D'après l'extrait source, quel est le nom de l'agence que Dominique Sordet venait de créer ?

» **EXTRAIT SOURCE**:
===
J’aurais voulu que l’on pût le promener partout, comme un apôtre ferme et lumineux, pour redresser les hésitants, pour fournir d’idées toutes les cervelles vides comme un tambour qui battait le rantanplan de la guerre. Dans Le Jour, Léon Bailby {13} vieille tante mondaine, considéré selon de bien futiles et fragiles apparences comme un de nos plus proches voisins politiques, donnait depuis Berchtesgaden les signes d’un visible désarroi. J’avais imaginé de lui montrer Maurras et j’organisai la rencontre dans une maison amie, l’agence Inter-France que venait de créer Dominique Sordet. Maurras, vieux renard, avait tout de suite placé la conversation sur le vrai terrain, et démontré à Bailby avec une logique enveloppante que le public du Jour était fatalement un ami de la paix, que pour la vente non moins que pour le bien de la France, il importait d’aller sans retard au-devant de ses désirs. Nous pûmes avoir ainsi pendant au moins cinq jours des Bailby d’une fort convenable solidité.
===
[Enregistrements de points étiquetés]
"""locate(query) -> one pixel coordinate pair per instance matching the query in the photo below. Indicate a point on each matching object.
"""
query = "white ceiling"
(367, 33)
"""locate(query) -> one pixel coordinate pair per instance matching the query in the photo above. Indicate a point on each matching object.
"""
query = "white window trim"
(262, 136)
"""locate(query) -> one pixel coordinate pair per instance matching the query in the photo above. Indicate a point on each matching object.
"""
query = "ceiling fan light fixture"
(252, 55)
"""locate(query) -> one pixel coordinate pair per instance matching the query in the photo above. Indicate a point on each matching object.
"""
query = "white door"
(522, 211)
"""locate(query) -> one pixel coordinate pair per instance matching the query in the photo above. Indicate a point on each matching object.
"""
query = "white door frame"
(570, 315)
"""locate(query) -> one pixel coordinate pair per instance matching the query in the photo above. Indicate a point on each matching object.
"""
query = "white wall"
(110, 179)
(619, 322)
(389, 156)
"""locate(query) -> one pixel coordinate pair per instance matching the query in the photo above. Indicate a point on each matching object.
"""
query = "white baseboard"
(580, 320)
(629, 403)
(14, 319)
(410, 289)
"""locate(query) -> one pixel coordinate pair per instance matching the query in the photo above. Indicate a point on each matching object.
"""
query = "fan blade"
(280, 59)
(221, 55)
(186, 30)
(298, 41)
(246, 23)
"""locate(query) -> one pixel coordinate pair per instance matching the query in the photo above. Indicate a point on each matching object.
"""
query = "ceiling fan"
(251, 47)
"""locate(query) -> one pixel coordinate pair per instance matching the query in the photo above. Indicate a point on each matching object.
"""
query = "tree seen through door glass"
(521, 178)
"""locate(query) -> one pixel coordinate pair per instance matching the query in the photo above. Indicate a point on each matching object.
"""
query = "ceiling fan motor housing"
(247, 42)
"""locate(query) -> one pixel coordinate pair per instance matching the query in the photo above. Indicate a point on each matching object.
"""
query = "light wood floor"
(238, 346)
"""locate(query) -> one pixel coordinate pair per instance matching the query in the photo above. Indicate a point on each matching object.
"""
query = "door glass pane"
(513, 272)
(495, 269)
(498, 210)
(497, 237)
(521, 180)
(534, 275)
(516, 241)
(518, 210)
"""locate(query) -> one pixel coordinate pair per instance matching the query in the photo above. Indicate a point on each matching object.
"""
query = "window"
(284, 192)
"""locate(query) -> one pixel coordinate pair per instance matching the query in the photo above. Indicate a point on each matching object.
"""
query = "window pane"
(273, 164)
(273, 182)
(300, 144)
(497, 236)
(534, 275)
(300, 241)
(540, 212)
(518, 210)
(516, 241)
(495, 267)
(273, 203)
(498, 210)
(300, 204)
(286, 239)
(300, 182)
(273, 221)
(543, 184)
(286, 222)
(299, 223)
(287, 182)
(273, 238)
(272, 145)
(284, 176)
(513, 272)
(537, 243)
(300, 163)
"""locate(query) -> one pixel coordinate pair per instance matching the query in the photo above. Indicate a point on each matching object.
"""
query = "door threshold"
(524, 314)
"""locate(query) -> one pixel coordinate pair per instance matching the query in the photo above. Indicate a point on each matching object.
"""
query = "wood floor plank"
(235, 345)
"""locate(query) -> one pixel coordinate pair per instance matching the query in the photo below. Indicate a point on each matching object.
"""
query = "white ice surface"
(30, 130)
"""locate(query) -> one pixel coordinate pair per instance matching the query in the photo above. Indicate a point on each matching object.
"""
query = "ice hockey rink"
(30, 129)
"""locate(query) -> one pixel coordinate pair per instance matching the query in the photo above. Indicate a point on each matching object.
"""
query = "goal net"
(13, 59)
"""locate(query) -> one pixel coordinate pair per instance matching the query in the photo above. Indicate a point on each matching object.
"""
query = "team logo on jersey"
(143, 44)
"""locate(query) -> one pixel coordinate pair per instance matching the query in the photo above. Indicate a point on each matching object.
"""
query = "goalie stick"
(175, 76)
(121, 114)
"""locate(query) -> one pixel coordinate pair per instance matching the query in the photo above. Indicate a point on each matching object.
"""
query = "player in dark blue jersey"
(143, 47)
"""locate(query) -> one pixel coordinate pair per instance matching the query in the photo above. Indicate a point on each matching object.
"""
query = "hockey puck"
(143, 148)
===
» **RÉSULTAT**:
L'agence Inter-France.